<<<<
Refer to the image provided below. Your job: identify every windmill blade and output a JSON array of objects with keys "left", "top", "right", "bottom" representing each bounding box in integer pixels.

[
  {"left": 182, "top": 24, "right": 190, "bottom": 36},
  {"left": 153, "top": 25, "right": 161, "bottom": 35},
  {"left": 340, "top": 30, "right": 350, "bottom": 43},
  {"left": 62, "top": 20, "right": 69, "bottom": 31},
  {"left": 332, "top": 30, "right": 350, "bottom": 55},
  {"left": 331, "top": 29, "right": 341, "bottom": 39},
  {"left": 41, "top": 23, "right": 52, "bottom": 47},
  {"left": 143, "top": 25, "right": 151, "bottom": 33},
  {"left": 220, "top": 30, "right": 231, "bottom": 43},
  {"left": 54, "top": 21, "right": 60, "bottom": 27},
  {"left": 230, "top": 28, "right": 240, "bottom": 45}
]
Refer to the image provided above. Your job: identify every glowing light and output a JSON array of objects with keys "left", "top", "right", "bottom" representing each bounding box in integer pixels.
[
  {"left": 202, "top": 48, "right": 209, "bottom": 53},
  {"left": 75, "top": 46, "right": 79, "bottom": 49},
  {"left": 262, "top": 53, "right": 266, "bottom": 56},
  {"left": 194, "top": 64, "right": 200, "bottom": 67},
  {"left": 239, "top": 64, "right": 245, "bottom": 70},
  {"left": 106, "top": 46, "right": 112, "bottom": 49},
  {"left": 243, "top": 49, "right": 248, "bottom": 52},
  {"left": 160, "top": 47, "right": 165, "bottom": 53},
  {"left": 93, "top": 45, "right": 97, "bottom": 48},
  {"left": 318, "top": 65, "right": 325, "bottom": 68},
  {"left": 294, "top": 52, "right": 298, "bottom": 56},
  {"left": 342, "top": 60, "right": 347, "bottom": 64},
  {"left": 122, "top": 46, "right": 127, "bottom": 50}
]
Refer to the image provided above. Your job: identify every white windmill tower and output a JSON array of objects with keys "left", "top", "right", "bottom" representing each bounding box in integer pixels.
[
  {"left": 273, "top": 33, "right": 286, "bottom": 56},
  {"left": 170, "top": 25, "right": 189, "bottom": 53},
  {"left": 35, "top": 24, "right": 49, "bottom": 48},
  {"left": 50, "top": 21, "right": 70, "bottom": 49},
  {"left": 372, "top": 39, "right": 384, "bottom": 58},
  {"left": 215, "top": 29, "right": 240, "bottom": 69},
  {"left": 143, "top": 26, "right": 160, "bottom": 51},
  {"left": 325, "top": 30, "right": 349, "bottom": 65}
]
>>>>
- _WHAT YOU WILL DO_
All of the entries above must be transcribed exactly.

- _EXERCISE RESPONSE_
Refer to the image provided below. Your job: identify every windmill blade and output a JSON array of objects with keys "left", "top", "right", "bottom" representing each bounding box in integer pixels.

[
  {"left": 182, "top": 24, "right": 190, "bottom": 36},
  {"left": 153, "top": 25, "right": 161, "bottom": 35},
  {"left": 340, "top": 30, "right": 350, "bottom": 43},
  {"left": 62, "top": 20, "right": 69, "bottom": 31},
  {"left": 332, "top": 30, "right": 350, "bottom": 55},
  {"left": 331, "top": 29, "right": 341, "bottom": 39},
  {"left": 41, "top": 23, "right": 52, "bottom": 47},
  {"left": 143, "top": 25, "right": 151, "bottom": 33},
  {"left": 220, "top": 30, "right": 231, "bottom": 43},
  {"left": 54, "top": 21, "right": 60, "bottom": 27},
  {"left": 230, "top": 28, "right": 240, "bottom": 45}
]
Refer to the image provided above. Your job: identify every glowing light and output a JSON array of objects with keys "left", "top", "right", "bottom" representing each bounding box in integer pixels.
[
  {"left": 202, "top": 48, "right": 209, "bottom": 53},
  {"left": 75, "top": 46, "right": 79, "bottom": 49},
  {"left": 262, "top": 53, "right": 266, "bottom": 56},
  {"left": 194, "top": 64, "right": 200, "bottom": 67},
  {"left": 239, "top": 64, "right": 245, "bottom": 70},
  {"left": 106, "top": 46, "right": 112, "bottom": 49},
  {"left": 243, "top": 49, "right": 248, "bottom": 52},
  {"left": 160, "top": 47, "right": 165, "bottom": 53},
  {"left": 93, "top": 45, "right": 97, "bottom": 48},
  {"left": 318, "top": 65, "right": 325, "bottom": 68},
  {"left": 294, "top": 52, "right": 298, "bottom": 56},
  {"left": 342, "top": 60, "right": 347, "bottom": 64},
  {"left": 122, "top": 46, "right": 127, "bottom": 50}
]
Refer to the image provided above. Your job: identify every white windmill tower and output a JSON array of objects with keys "left", "top", "right", "bottom" representing each bounding box in integer pixels.
[
  {"left": 273, "top": 33, "right": 286, "bottom": 56},
  {"left": 170, "top": 25, "right": 189, "bottom": 53},
  {"left": 35, "top": 24, "right": 49, "bottom": 48},
  {"left": 50, "top": 21, "right": 70, "bottom": 49},
  {"left": 372, "top": 39, "right": 384, "bottom": 58},
  {"left": 215, "top": 29, "right": 240, "bottom": 69},
  {"left": 143, "top": 26, "right": 160, "bottom": 51},
  {"left": 325, "top": 30, "right": 349, "bottom": 65}
]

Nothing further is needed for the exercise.